**EXERCISE DIRECTIONS**
Update the entries below so that every "instance" becomes "object", with all other text unchanged. Leave the pictures out of your answer.

-- SUPPLIED MATERIAL start --

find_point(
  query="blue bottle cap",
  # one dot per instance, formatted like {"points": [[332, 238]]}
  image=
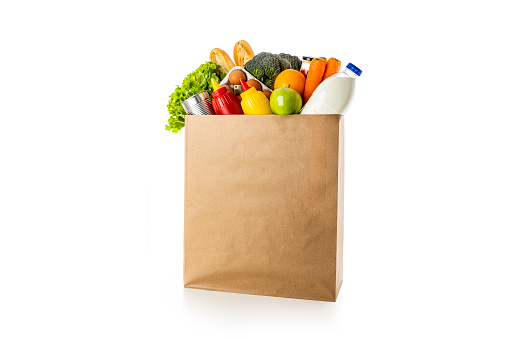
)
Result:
{"points": [[354, 69]]}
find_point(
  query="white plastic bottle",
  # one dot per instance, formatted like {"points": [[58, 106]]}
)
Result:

-- SUPPLIED MATERIAL end --

**COMPLETE RESPONSE**
find_point(
  query="blue bottle cap",
  # one dot per object, formatted like {"points": [[332, 238]]}
  image=
)
Result:
{"points": [[354, 69]]}
find_point(
  query="white plastic bottle",
  # one dot per object, formatted like {"points": [[58, 106]]}
)
Result:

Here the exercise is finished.